§ Problem description
Can you update the lines from the one with "task: segment every instance of the desert" through the end of the lines by replacing "landscaping rock" with "decorative stone", keeping everything else the same and returning only those lines?

§ Data excerpts
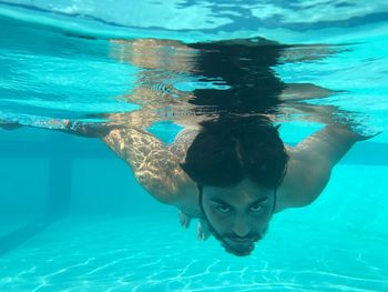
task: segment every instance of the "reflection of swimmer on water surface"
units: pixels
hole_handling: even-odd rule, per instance
[[[275,77],[272,67],[285,48],[241,42],[190,44],[197,50],[190,66],[182,61],[183,68],[176,70],[180,62],[170,62],[174,64],[172,71],[193,70],[205,78],[221,78],[229,85],[226,90],[177,92],[183,99],[171,103],[173,110],[188,114],[171,119],[186,127],[172,144],[146,131],[164,118],[155,108],[170,104],[169,94],[167,101],[161,99],[156,104],[144,100],[155,98],[153,92],[160,93],[152,85],[161,81],[161,75],[155,79],[155,72],[146,71],[127,95],[131,102],[141,101],[143,109],[106,114],[105,123],[64,121],[62,131],[102,139],[129,163],[150,194],[180,210],[184,226],[191,218],[198,218],[200,239],[211,233],[228,252],[246,255],[264,236],[274,213],[308,205],[318,198],[333,167],[364,137],[333,119],[333,107],[285,101],[287,95],[295,100],[298,91],[303,99],[331,93],[313,84],[290,87]],[[258,56],[255,49],[261,50]],[[251,62],[241,63],[245,59]],[[161,63],[157,58],[152,60]],[[287,93],[289,88],[292,93]],[[147,93],[143,99],[141,90]],[[282,110],[313,112],[306,119],[325,122],[326,127],[296,147],[285,145],[273,124],[284,115]]]

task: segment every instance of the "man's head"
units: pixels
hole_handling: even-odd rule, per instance
[[[236,255],[264,236],[276,204],[287,154],[267,119],[207,121],[182,164],[198,185],[198,203],[212,234]]]
[[[276,193],[244,179],[232,188],[200,187],[198,203],[207,229],[227,252],[248,255],[264,238]]]

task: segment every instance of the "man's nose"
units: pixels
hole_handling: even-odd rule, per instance
[[[251,232],[251,224],[246,217],[239,215],[233,224],[233,232],[237,236],[244,238]]]

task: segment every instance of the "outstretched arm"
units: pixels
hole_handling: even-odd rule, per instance
[[[344,124],[329,124],[289,149],[277,211],[314,202],[329,181],[331,169],[361,137]]]

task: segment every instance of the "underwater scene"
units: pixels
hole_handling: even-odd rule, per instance
[[[0,291],[388,291],[388,3],[0,1]]]

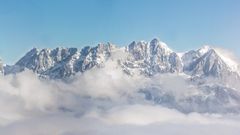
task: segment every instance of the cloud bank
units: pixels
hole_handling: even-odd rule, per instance
[[[0,134],[8,135],[238,135],[240,117],[184,114],[155,105],[138,92],[161,87],[176,98],[197,90],[176,75],[129,77],[109,61],[70,82],[39,79],[31,71],[0,77]],[[154,80],[154,81],[152,81]],[[172,85],[172,82],[175,85]]]

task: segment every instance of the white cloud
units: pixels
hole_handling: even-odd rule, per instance
[[[7,135],[238,135],[240,117],[184,114],[142,101],[138,88],[155,85],[181,98],[184,77],[129,78],[109,61],[73,82],[38,79],[31,71],[0,77],[0,134]],[[174,85],[172,85],[174,82]],[[200,132],[201,131],[201,132]]]

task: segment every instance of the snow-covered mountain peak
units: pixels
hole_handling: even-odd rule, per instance
[[[198,49],[197,52],[200,55],[204,55],[205,53],[207,53],[209,50],[211,50],[212,48],[208,45],[204,45],[202,48]]]
[[[151,50],[157,51],[160,50],[163,53],[172,53],[173,51],[167,46],[166,43],[160,41],[157,38],[154,38],[151,42],[150,42],[150,48]]]

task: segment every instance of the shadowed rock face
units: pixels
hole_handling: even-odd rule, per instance
[[[104,67],[111,56],[120,50],[126,58],[115,58],[116,66],[122,67],[129,75],[143,74],[153,76],[158,73],[184,73],[194,77],[235,77],[236,71],[224,62],[216,51],[208,46],[191,50],[179,56],[165,43],[158,39],[150,42],[132,42],[124,48],[118,48],[110,43],[99,44],[96,47],[32,49],[15,65],[5,69],[6,74],[30,69],[40,76],[49,78],[66,78],[78,72],[92,68]]]
[[[82,49],[34,48],[15,65],[0,65],[0,72],[12,74],[29,69],[40,77],[67,79],[76,73],[104,68],[107,62],[132,77],[142,75],[154,80],[159,74],[184,76],[187,86],[194,86],[198,90],[197,94],[178,99],[168,89],[154,87],[156,84],[139,89],[138,93],[154,104],[176,108],[184,113],[240,112],[240,92],[236,89],[240,84],[239,72],[232,70],[217,51],[208,46],[181,55],[158,39],[134,41],[122,48],[110,43]],[[157,85],[161,81],[157,81]],[[168,85],[174,86],[175,81],[175,78],[171,78],[171,84]],[[178,91],[180,88],[175,89]]]

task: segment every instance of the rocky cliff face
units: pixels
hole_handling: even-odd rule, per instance
[[[16,74],[26,69],[50,79],[67,79],[77,73],[93,68],[104,68],[111,61],[114,67],[122,69],[129,76],[176,75],[187,83],[186,89],[196,93],[180,99],[159,80],[139,89],[146,100],[182,112],[240,112],[240,75],[238,63],[223,57],[214,48],[204,46],[197,50],[177,53],[158,39],[150,42],[132,42],[125,47],[110,43],[96,47],[32,49],[13,66],[0,66],[0,72]],[[153,81],[155,82],[155,81]],[[155,85],[157,85],[155,87]],[[169,84],[168,84],[169,85]],[[175,91],[182,88],[175,88]],[[185,89],[185,88],[184,88]]]

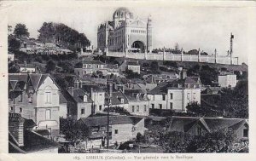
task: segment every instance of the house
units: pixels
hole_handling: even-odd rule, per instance
[[[59,145],[32,130],[36,124],[26,120],[19,113],[9,114],[9,152],[58,153]]]
[[[148,116],[149,113],[149,99],[142,89],[125,89],[125,95],[129,101],[126,109],[132,115]]]
[[[14,61],[15,60],[15,54],[11,52],[8,52],[8,60],[9,61]]]
[[[121,90],[116,90],[112,83],[108,84],[105,93],[105,108],[109,106],[128,109],[128,99]]]
[[[227,88],[231,87],[234,88],[236,85],[236,75],[231,72],[221,72],[218,76],[218,82],[220,87]]]
[[[116,75],[119,76],[119,69],[118,65],[108,65],[100,60],[84,60],[81,67],[74,68],[74,72],[79,78],[83,78],[86,74],[102,72],[103,76]]]
[[[63,118],[67,118],[67,117],[68,116],[67,114],[67,101],[65,98],[63,94],[65,93],[65,91],[61,91],[60,92],[60,112],[59,112],[59,116]]]
[[[198,118],[172,116],[169,130],[201,135],[216,130],[233,130],[238,139],[248,138],[248,122],[244,118]]]
[[[25,64],[19,65],[20,66],[20,72],[36,72],[37,66],[33,64],[26,64],[25,61]]]
[[[93,113],[93,101],[81,86],[75,83],[74,87],[70,87],[63,94],[67,101],[67,116],[79,120]]]
[[[163,82],[148,92],[149,108],[186,112],[186,106],[196,102],[201,104],[201,80],[198,77],[186,77],[172,82]],[[185,77],[185,78],[184,78]]]
[[[38,129],[59,135],[59,87],[49,74],[9,73],[9,112],[33,120]]]
[[[77,124],[80,126],[86,125],[91,130],[87,147],[107,146],[107,116],[82,118]],[[138,133],[144,135],[145,130],[143,118],[125,115],[109,116],[109,145],[135,139]]]
[[[137,61],[127,61],[126,60],[119,66],[119,69],[123,72],[126,69],[132,71],[133,72],[137,72],[138,74],[141,73],[141,66]]]
[[[170,82],[178,78],[176,72],[168,74],[148,74],[144,75],[143,79],[148,83],[160,83],[160,82]]]
[[[93,101],[93,114],[102,112],[105,109],[105,91],[103,89],[95,84],[84,84],[82,89],[90,95]]]

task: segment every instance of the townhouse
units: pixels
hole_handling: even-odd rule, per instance
[[[59,87],[49,74],[9,73],[9,112],[33,120],[38,129],[59,135]]]

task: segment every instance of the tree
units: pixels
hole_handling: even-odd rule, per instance
[[[29,32],[25,24],[17,24],[15,26],[14,33],[18,37],[22,36],[29,37]]]
[[[16,51],[20,47],[20,43],[13,37],[8,37],[9,49],[11,51]]]
[[[53,60],[49,60],[47,62],[45,68],[46,68],[46,72],[50,72],[54,71],[56,67],[56,64]]]
[[[218,129],[197,135],[188,145],[187,152],[230,152],[236,141],[234,131]]]
[[[84,124],[77,124],[72,118],[60,118],[61,133],[65,135],[67,140],[85,140],[90,135],[90,129]]]

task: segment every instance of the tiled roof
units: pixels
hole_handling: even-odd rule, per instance
[[[199,124],[207,131],[225,128],[232,128],[233,130],[237,130],[246,123],[246,120],[242,118],[172,117],[170,129],[188,132],[193,126]]]
[[[83,60],[83,64],[98,64],[98,65],[105,65],[105,63],[100,60]]]
[[[128,117],[125,115],[109,116],[109,124],[136,124],[141,121],[143,118]],[[95,118],[81,118],[80,120],[87,126],[103,126],[108,124],[108,116],[101,116]]]
[[[109,95],[105,93],[105,98],[108,99]],[[124,103],[121,102],[121,99],[124,99]],[[107,104],[107,102],[106,102],[106,104]],[[128,100],[125,96],[125,95],[120,91],[112,92],[111,104],[112,105],[128,104]]]
[[[101,87],[99,87],[98,85],[95,85],[95,84],[86,84],[86,85],[83,85],[83,89],[85,90],[88,93],[90,93],[90,89],[91,88],[93,89],[94,91],[96,92],[105,92],[103,89],[102,89]]]
[[[168,84],[169,84],[169,83],[166,83],[166,82],[160,83],[155,88],[154,88],[152,90],[148,91],[148,94],[149,94],[149,95],[167,94],[166,86]]]
[[[56,142],[27,129],[24,130],[24,147],[18,147],[12,139],[13,137],[9,135],[9,153],[32,152],[44,149],[56,148],[60,146]]]

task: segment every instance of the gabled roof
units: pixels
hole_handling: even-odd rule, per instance
[[[95,85],[95,84],[85,84],[85,85],[83,85],[83,87],[82,87],[82,89],[88,93],[90,93],[91,88],[92,88],[93,91],[96,91],[96,92],[105,92],[103,89],[102,89],[98,85]]]
[[[98,64],[98,65],[106,65],[105,63],[100,61],[100,60],[83,60],[83,64]]]
[[[108,98],[109,98],[109,95],[108,93],[105,93],[105,99],[108,99]],[[124,103],[121,102],[121,99],[124,99]],[[110,98],[110,100],[112,105],[128,104],[128,99],[121,91],[112,92],[112,97]]]
[[[149,95],[163,95],[163,94],[167,94],[167,85],[169,83],[167,82],[163,82],[160,83],[155,88],[154,88],[152,90],[148,92]]]
[[[72,91],[73,90],[73,91]],[[76,103],[92,103],[92,100],[87,95],[87,94],[82,89],[69,89],[67,90],[69,97],[72,97]],[[84,101],[84,96],[87,95],[87,102]]]
[[[129,117],[125,115],[109,116],[109,124],[137,124],[143,118]],[[90,127],[108,125],[108,116],[101,116],[95,118],[81,118],[79,120]]]

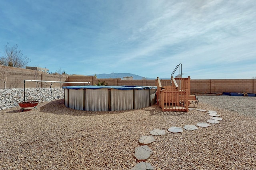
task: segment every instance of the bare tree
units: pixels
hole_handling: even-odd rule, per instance
[[[39,71],[38,69],[36,69],[36,70],[34,70],[34,79],[35,80],[37,80],[37,78],[39,75],[39,73],[38,72]],[[38,82],[36,82],[36,88],[37,88],[38,87],[39,87],[39,86],[38,85]]]
[[[7,66],[0,65],[0,81],[4,84],[5,89],[6,88],[6,84],[7,81],[7,78],[10,74],[8,70]]]
[[[10,47],[10,44],[5,46],[5,56],[0,58],[0,63],[6,66],[24,68],[30,61],[27,56],[23,56],[21,51],[16,44]]]
[[[56,73],[58,76],[59,79],[60,80],[60,82],[62,81],[61,80],[65,75],[65,74],[64,73],[64,72],[65,72],[64,70],[61,69],[61,68],[58,68],[58,70],[56,70]],[[61,87],[61,83],[60,83],[60,87]]]

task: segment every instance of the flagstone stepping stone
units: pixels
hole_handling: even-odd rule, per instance
[[[141,162],[137,164],[130,170],[154,170],[154,168],[150,163]]]
[[[218,121],[222,120],[222,118],[220,117],[211,117],[211,119],[212,119],[218,120]]]
[[[212,119],[209,119],[208,121],[206,121],[212,124],[220,123],[220,122],[218,121]]]
[[[195,109],[194,108],[188,108],[188,110],[195,110],[196,109]]]
[[[210,116],[213,116],[214,117],[219,117],[220,116],[220,115],[217,115],[217,114],[210,114],[209,115]]]
[[[165,131],[155,129],[150,131],[150,134],[154,136],[163,135],[165,135]]]
[[[183,127],[186,130],[188,130],[189,131],[193,131],[194,130],[197,129],[198,129],[195,125],[185,125]]]
[[[198,111],[207,111],[207,110],[204,109],[197,109],[196,110],[198,110]]]
[[[182,132],[183,131],[183,129],[182,129],[182,127],[174,127],[174,126],[172,126],[168,129],[168,131],[172,132],[173,133],[179,133],[180,132]]]
[[[208,110],[208,112],[211,112],[211,113],[217,113],[217,111],[214,111],[213,110]]]
[[[139,139],[139,143],[142,145],[149,145],[156,141],[153,136],[142,136]]]
[[[136,147],[134,156],[138,161],[146,161],[153,153],[148,145]]]
[[[215,114],[216,115],[217,114],[216,113],[209,112],[209,111],[207,112],[207,113],[208,113],[208,114]]]
[[[198,123],[196,124],[196,125],[198,127],[207,127],[208,126],[210,126],[210,125],[207,123],[203,122],[203,123]]]

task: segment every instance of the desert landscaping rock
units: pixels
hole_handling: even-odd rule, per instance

§ Result of this task
task: segment every instance of the desert decorative stone
units: pixels
hole_handling: even-odd rule, per instance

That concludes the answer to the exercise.